| Selected passage |

■ ■ ■ ■ ■

Swiss embarked on a major restructuring under which staff levels were reduced by around one-fifth by the end of 2020 and its fleet cut by 15%.
The carrier has over the winter been operating at a little over 50% of pre-crisis capacity, but plans to steadily increase its activities this year and expects to be operating around 80% of pre-crisis capacity by the third quarter.
“Despite the financial ramifications, it has decided to end its present short-time working at the beginning of March for all its ground and cabin personnel,” Swiss says.
The airline adds it is ”keen to offer its employees new perspectives” and will open up some training opportunities again.
Swiss head of human resources Christina Trelle says: “Our short-time working has played a vital and substantial part in getting us through this unprecedented crisis. We’re hugely grateful for that. And we’re delighted that we can now offer exciting new prospects and perspectives again to our employees, in the air and on the ground.”

■ ■ ■ ■ ■

| Work order 1 |
Transcribe the Swiss airline text starting at "The carrier has" and ending at "the third quarter.".
| Work order 2 |
According to the Swiss airline text, by which quarter does the carrier expect to be operating at around 80% of pre-crisis capacity?
| Work order 3 |
Take the Swiss airline text further, picking up after its final sentence.

Collected data:
■ ■ ■ ■ ■

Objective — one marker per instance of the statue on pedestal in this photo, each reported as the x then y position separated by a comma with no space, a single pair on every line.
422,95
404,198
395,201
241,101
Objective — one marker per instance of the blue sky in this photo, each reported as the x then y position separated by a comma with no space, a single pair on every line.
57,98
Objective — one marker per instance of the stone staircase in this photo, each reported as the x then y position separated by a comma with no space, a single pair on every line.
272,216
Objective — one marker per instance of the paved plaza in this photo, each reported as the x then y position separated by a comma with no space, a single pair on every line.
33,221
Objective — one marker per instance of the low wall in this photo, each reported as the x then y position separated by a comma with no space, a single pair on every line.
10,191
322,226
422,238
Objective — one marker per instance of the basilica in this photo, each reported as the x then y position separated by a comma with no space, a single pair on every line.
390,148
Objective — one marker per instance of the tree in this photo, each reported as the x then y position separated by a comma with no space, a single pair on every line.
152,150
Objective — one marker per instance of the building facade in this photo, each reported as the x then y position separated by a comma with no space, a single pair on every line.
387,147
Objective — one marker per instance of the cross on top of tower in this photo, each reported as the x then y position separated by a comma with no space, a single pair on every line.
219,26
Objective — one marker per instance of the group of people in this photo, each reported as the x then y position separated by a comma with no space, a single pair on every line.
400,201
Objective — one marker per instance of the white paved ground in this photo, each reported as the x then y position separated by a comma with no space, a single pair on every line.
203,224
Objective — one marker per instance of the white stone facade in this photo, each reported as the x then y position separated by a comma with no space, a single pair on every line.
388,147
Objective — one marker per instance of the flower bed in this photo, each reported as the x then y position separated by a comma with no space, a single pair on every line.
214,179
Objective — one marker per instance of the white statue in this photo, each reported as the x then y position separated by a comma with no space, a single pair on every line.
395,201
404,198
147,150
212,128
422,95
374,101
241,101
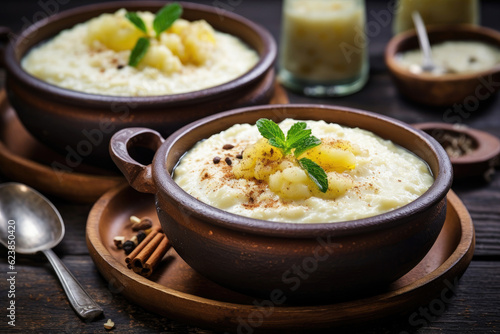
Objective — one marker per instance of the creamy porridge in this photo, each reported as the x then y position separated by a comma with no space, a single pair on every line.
93,57
238,171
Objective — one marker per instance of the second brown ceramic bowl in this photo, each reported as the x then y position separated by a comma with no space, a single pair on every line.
444,90
80,125
300,262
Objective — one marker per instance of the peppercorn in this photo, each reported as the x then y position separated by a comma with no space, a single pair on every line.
128,247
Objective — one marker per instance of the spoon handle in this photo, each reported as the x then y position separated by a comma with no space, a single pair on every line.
423,39
79,299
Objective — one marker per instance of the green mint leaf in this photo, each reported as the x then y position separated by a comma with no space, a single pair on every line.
272,132
137,21
296,135
139,51
166,17
316,173
306,144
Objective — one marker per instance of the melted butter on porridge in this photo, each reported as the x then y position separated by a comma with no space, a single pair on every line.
238,171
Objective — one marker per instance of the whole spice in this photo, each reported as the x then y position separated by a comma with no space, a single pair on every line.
119,240
141,246
141,224
141,236
109,324
128,246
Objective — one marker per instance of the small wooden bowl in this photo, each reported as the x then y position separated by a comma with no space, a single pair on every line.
484,154
79,125
443,90
257,256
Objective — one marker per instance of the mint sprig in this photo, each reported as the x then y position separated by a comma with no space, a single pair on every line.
139,51
137,21
164,19
299,139
315,173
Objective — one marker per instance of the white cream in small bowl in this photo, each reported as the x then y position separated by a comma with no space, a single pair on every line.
454,57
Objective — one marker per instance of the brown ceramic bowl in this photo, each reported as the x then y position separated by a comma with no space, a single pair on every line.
443,90
80,125
304,262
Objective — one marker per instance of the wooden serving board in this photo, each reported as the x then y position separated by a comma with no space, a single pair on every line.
178,292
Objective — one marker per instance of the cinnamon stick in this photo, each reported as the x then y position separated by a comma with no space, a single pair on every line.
156,257
140,247
141,258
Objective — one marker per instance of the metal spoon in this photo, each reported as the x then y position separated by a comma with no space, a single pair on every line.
428,64
35,225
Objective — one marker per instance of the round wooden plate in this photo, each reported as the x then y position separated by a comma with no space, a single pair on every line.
178,292
24,159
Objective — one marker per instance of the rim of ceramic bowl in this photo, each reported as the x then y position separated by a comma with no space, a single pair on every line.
69,17
394,44
166,186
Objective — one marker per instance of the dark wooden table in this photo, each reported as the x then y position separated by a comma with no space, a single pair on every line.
41,306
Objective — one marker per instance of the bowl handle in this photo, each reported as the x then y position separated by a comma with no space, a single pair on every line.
139,176
4,39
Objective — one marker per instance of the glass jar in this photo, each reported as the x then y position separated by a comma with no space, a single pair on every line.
323,49
436,12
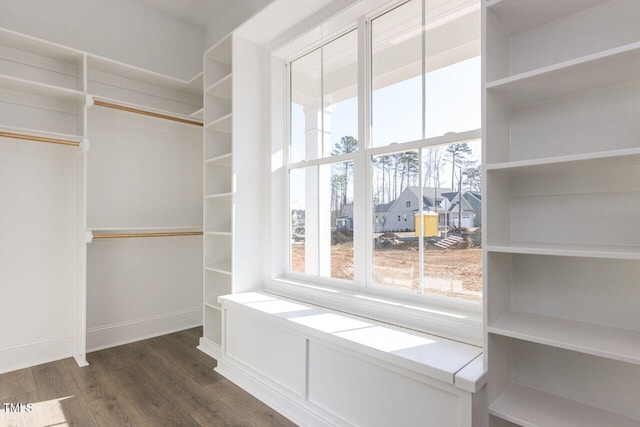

■ ■ ■ ■ ■

| Answer section 1 |
The carrier has over the winter been operating at a little over 50% of pre-crisis capacity, but plans to steadily increase its activities this year and expects to be operating around 80% of pre-crisis capacity by the third quarter.

| Answer section 2 |
The third quarter.

| Answer section 3 |
The airline is also planning to recruit cabin crew in the triple-digit range after seeing more staff leave than expected due to voluntary retirements, the mandatory Covid vaccination programme introduced last autumn, and staff turnover – which it says contrary to expectations, has not fallen.
Swiss also says that more than half of the Zurich- and Geneva-based cabin crew members who left Swiss under its restructuring will be returning to the company from April onwards.